■ Your task ■
In full and without deviation, reproduce the records that follow.

Segment Open

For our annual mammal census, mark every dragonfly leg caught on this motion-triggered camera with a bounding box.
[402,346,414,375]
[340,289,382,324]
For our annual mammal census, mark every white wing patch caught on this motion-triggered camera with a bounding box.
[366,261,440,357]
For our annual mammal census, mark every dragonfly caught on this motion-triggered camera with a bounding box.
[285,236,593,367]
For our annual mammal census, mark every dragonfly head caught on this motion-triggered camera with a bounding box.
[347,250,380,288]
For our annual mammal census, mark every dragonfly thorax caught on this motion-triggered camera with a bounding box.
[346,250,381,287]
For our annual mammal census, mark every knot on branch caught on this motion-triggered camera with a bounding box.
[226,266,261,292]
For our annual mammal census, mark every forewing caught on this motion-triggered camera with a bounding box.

Segment Closed

■ Solved exercise ■
For our annual mammal census, mark every dragonfly leg caught on this motion-triggered camera with a bounding box.
[402,346,414,375]
[340,289,382,324]
For our annual mammal census, mark every white wing patch caught on this motion-triggered camera with a bounding box.
[366,261,440,357]
For our annual mammal census, mark every dragonfly caught on this motion-triggered camera with a bounding box.
[285,236,593,367]
For our annual mammal census, mark every dragonfly head caught on this motion-triggered camera with a bounding box.
[347,250,380,288]
For our annual mammal census, mark every dragonfly thorax caught on this motion-triggered camera with a bounding box.
[346,250,381,287]
For our annual mammal census, mark every knot on branch caught on this motion-triggered camera with a bounding box.
[226,266,261,292]
For our annual mammal census, mark every forewing caught on this motion-triggered camera with a bounding box.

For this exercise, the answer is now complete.